Stored entries
⁂

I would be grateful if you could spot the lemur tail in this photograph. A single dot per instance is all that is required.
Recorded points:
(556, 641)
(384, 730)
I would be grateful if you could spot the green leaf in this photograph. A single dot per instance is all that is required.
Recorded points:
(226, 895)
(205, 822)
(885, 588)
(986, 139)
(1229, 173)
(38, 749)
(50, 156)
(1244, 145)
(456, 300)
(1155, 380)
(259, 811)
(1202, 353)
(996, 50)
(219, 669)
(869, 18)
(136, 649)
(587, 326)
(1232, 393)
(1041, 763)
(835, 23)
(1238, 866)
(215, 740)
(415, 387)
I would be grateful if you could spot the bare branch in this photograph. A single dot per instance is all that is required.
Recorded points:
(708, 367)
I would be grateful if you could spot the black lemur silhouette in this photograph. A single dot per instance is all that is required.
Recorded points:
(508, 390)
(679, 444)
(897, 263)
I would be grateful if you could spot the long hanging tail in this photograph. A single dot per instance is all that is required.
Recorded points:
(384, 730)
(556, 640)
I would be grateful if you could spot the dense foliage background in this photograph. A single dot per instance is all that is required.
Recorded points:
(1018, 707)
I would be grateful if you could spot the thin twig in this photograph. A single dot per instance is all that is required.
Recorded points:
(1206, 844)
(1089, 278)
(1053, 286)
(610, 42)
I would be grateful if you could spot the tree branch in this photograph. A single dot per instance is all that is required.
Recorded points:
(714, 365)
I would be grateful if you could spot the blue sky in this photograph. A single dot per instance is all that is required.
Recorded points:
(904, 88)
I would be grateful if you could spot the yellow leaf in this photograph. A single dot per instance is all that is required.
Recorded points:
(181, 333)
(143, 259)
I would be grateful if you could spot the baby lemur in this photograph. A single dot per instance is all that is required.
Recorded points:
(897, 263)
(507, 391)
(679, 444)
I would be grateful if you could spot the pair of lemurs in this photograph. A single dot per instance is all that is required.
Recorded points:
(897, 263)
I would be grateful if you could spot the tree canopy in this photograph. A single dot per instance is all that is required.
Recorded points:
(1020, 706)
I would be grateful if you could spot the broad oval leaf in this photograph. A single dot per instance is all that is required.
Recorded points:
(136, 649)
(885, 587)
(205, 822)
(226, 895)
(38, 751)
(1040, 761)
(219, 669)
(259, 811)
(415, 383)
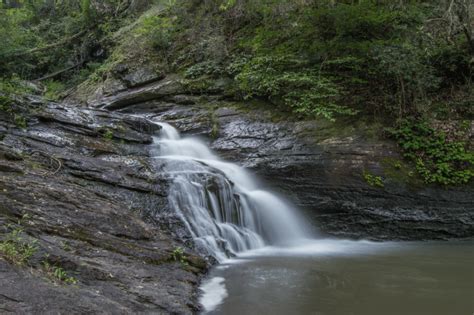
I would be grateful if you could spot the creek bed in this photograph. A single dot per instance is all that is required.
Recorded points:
(345, 277)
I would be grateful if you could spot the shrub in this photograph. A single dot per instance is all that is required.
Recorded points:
(288, 79)
(17, 248)
(436, 159)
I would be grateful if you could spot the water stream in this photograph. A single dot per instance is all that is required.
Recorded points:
(221, 204)
(270, 262)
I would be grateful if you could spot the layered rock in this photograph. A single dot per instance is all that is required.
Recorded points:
(80, 186)
(324, 169)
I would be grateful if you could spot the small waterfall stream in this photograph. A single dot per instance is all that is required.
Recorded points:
(220, 203)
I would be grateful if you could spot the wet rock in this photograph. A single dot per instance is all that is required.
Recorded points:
(321, 171)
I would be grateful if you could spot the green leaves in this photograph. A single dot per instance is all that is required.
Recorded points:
(291, 80)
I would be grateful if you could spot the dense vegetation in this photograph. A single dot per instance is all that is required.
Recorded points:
(409, 64)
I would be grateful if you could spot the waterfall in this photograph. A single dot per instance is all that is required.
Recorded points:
(220, 203)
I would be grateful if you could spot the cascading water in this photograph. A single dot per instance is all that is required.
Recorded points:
(220, 203)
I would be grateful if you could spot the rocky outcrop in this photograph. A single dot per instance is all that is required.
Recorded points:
(77, 185)
(324, 169)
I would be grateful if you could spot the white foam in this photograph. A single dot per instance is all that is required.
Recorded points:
(214, 293)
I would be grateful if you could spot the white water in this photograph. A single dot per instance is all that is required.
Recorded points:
(220, 203)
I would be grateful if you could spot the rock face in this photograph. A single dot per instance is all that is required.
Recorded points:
(78, 185)
(324, 169)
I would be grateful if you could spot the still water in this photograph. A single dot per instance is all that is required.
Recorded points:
(345, 277)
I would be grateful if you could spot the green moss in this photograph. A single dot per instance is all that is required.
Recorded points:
(436, 158)
(58, 274)
(17, 248)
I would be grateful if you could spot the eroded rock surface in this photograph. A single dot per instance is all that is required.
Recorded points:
(321, 169)
(81, 186)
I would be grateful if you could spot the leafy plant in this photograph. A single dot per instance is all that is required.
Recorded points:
(373, 180)
(437, 159)
(286, 78)
(17, 248)
(58, 273)
(107, 134)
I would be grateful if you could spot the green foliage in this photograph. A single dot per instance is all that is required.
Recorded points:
(17, 248)
(179, 256)
(53, 90)
(157, 30)
(58, 274)
(306, 91)
(108, 134)
(437, 159)
(373, 180)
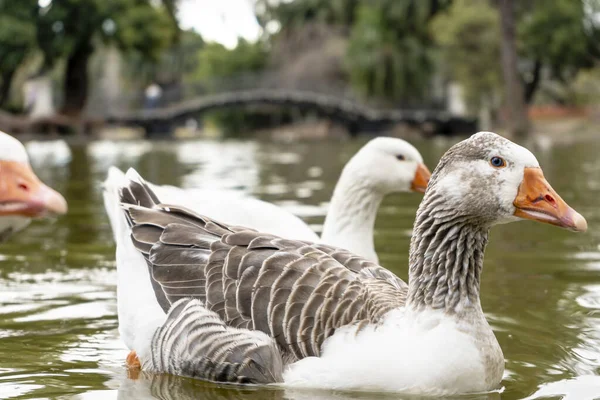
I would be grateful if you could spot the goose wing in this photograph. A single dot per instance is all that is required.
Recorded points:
(295, 292)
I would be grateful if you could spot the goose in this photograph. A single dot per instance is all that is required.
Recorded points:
(382, 166)
(229, 304)
(22, 195)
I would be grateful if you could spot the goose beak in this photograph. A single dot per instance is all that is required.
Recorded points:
(536, 200)
(422, 175)
(23, 194)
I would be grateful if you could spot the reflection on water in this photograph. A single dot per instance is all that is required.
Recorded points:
(58, 324)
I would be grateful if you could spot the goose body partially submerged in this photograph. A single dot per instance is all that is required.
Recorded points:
(381, 167)
(230, 304)
(22, 195)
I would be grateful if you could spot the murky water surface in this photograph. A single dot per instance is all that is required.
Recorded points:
(58, 316)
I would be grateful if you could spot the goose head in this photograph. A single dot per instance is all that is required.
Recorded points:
(22, 195)
(390, 165)
(490, 180)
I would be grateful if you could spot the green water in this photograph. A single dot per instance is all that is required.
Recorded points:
(58, 316)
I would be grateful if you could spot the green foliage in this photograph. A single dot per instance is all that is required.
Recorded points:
(469, 35)
(17, 39)
(561, 35)
(390, 54)
(216, 64)
(66, 26)
(294, 14)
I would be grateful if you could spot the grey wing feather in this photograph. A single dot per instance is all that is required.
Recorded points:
(196, 342)
(296, 292)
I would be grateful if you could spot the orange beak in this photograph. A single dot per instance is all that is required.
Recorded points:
(419, 183)
(536, 200)
(23, 194)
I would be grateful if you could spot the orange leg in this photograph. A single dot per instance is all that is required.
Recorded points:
(133, 365)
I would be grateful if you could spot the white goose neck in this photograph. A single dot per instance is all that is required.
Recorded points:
(350, 220)
(446, 259)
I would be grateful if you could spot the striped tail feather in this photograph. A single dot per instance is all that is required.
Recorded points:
(196, 342)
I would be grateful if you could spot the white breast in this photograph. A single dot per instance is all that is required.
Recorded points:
(427, 354)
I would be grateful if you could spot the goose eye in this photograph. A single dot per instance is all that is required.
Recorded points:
(498, 162)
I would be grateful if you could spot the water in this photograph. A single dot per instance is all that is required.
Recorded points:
(58, 318)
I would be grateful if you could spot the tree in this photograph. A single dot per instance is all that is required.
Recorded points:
(71, 30)
(468, 35)
(559, 36)
(515, 94)
(17, 39)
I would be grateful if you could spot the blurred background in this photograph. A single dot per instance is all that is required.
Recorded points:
(270, 99)
(303, 68)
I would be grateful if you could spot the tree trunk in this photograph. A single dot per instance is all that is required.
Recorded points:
(515, 100)
(532, 85)
(76, 81)
(5, 86)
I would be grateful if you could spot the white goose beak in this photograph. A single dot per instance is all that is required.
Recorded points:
(421, 179)
(23, 194)
(536, 200)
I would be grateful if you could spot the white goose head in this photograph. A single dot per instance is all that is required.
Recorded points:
(22, 195)
(390, 165)
(490, 180)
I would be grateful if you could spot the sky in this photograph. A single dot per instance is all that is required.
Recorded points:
(221, 21)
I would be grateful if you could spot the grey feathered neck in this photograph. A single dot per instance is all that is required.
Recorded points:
(446, 257)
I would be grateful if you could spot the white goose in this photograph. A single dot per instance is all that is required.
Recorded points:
(22, 195)
(381, 167)
(242, 306)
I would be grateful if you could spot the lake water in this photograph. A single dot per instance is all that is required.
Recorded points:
(58, 316)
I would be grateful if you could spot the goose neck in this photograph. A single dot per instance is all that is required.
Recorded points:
(350, 220)
(446, 260)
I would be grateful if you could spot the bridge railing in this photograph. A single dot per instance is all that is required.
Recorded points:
(264, 80)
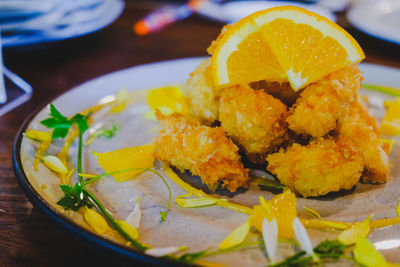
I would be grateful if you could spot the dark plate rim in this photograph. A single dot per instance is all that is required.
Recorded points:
(62, 219)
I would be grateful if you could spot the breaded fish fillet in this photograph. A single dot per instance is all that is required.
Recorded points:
(321, 104)
(361, 129)
(202, 150)
(318, 168)
(201, 98)
(254, 119)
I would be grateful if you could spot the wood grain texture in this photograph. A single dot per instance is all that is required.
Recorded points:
(28, 238)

⁂

PROBLEM TO WORK ON
List every line above that contains the word "white".

ANSWER BOX
I would be grateful if you could spot the white foam in this photograph. A single dot per instance is all that is required.
I would be grateful if you could spot the white water in this photograph. A single dot per instance is all that is required.
I would be grateful if you could spot the white goose neck in this photograph. A single dot per instance is all that is required.
I would be grateful if you could spot the white breast in this photograph. A single dot per instance is all that is required.
I would be grateful if you could spot the white goose beak in this photograph. A single dot per instance is all that is required.
I would be grateful if you could spot the white goose head in this photograph. A single dot per instance is all that is required.
I would be grateful if you could spot the white goose in this photograph. A single dot per instance is all that is required.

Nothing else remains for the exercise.